--- BEGIN DATA PROVIDED ---
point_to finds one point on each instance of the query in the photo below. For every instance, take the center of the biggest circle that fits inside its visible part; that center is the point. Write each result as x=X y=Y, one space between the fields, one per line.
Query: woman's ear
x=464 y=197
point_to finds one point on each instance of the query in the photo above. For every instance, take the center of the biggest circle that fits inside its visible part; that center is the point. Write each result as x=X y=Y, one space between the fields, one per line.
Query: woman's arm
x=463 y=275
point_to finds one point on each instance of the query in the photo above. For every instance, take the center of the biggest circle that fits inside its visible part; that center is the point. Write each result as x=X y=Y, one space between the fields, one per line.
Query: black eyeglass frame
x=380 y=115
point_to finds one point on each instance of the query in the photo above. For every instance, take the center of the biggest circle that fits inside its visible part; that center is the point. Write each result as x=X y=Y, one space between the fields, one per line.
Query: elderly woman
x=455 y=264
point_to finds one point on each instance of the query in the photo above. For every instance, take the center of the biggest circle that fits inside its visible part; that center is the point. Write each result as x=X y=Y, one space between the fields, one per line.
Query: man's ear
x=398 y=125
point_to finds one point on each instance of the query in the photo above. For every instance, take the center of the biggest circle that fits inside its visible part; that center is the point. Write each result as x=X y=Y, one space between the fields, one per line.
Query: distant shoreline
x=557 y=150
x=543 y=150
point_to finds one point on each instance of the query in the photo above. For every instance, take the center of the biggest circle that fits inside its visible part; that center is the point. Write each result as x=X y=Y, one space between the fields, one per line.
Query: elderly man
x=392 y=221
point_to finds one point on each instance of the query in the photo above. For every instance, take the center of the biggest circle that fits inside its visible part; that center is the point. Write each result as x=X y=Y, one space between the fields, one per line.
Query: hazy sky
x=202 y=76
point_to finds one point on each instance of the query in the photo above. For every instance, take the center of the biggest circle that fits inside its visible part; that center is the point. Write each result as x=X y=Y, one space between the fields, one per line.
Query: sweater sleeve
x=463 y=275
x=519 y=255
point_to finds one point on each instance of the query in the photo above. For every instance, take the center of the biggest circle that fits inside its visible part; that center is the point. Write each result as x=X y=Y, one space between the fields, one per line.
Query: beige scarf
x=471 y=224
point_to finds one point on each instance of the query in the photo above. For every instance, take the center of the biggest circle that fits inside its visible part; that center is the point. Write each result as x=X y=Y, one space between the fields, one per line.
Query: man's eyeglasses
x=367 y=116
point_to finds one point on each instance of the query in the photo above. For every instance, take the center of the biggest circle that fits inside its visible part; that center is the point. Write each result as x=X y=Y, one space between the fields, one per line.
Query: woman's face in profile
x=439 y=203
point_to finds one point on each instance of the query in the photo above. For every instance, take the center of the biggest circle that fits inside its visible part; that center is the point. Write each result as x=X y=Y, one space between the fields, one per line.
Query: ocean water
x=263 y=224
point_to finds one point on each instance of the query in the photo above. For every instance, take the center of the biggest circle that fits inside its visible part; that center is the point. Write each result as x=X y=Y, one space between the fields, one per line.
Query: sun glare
--- END DATA PROVIDED ---
* WHAT IS BEING ASKED: Copy the items from the start through the line with "x=455 y=264", changing every "biggest" to "largest" and leaving everything else unchanged.

* TASK RESULT:
point_to finds one point on each instance of the query in the photo below. For every instance, take the center of the largest circle that fits inside its visible part; that center is the point. Write each result as x=X y=Y, one space between the fields, one per line.
Query: woman's ear
x=464 y=197
point_to finds one point on each instance of the query in the photo above. For every instance, take the center of the largest circle that fits inside its visible part; that center is the point. Write each result as x=X y=Y, one space between the fields, one per line.
Query: woman's arm
x=463 y=275
point_to finds one point on each instance of the query in the photo above. For every instance, take the center of the largest circle that fits inside its visible part; that center is the point. Write each result as x=X y=Y, one space between the fields, one per line.
Query: black eyeglass frame
x=380 y=115
point_to finds one point on each instance of the query in the photo above. For every instance, take the center of the largest circle that fits inside its visible part; that center is the point. Write each result as x=X y=Y, one space between the fields, one per line.
Query: elderly woman
x=455 y=264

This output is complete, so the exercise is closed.